WHAT THE TASK ASKS » Recast every line of the items below as a numbered list, omitting blank lines and the pictures.

DATA SUPPLIED »

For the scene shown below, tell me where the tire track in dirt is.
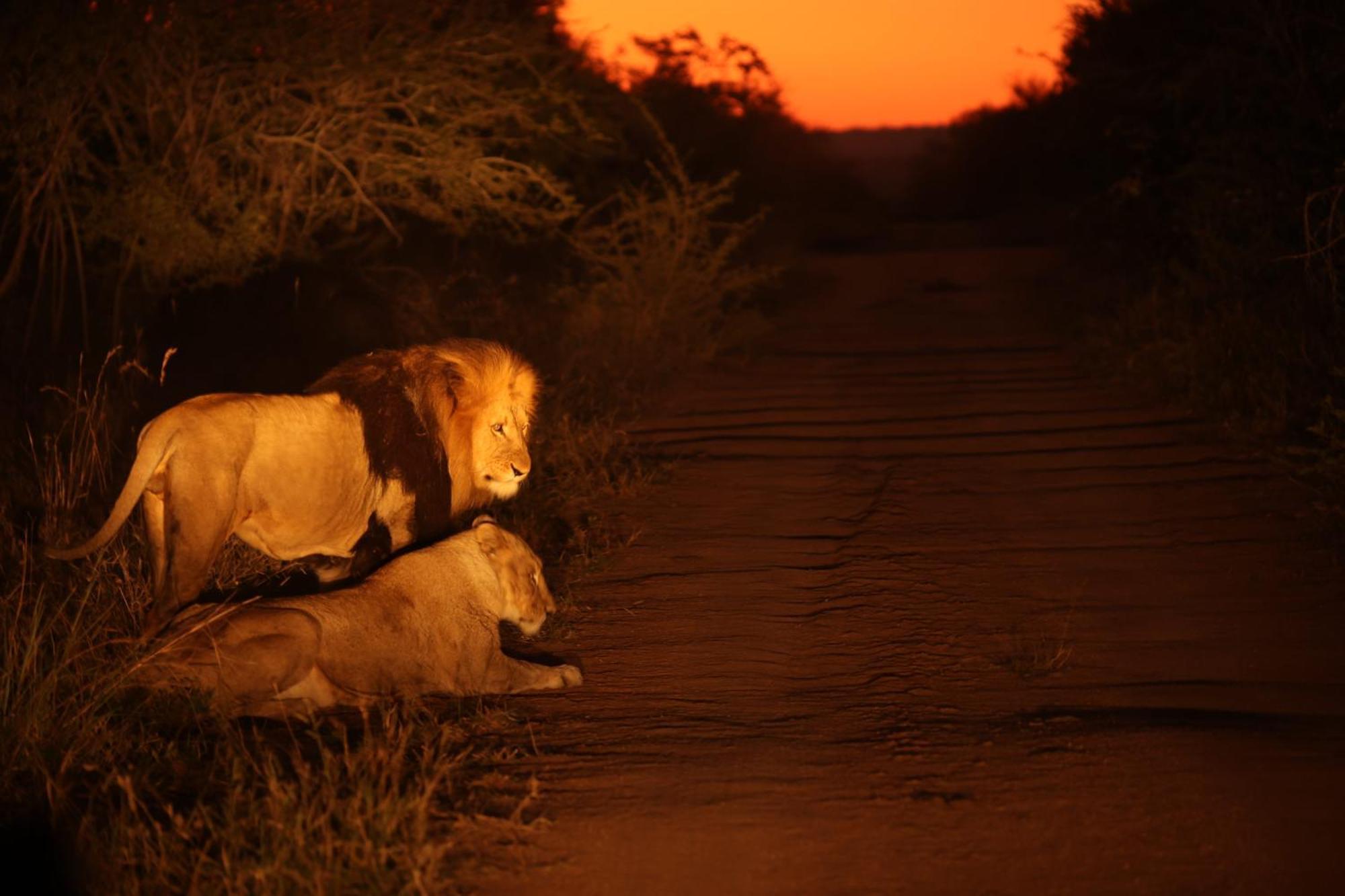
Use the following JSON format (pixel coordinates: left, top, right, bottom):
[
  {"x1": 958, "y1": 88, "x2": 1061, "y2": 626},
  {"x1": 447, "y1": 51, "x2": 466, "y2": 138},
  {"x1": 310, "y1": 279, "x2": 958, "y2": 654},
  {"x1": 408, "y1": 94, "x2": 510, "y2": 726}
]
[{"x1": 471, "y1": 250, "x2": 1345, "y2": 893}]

TASK SOLUTION »
1. For the scene shown below, tell me where the tire track in dirt is.
2. Use the following JSON format (pixel coordinates: left, top, right, bottom):
3. [
4.   {"x1": 958, "y1": 88, "x2": 1061, "y2": 626},
5.   {"x1": 447, "y1": 51, "x2": 466, "y2": 138},
6.   {"x1": 310, "y1": 279, "x2": 958, "y2": 654},
7.   {"x1": 408, "y1": 94, "x2": 510, "y2": 726}
8. ]
9. [{"x1": 471, "y1": 250, "x2": 1345, "y2": 893}]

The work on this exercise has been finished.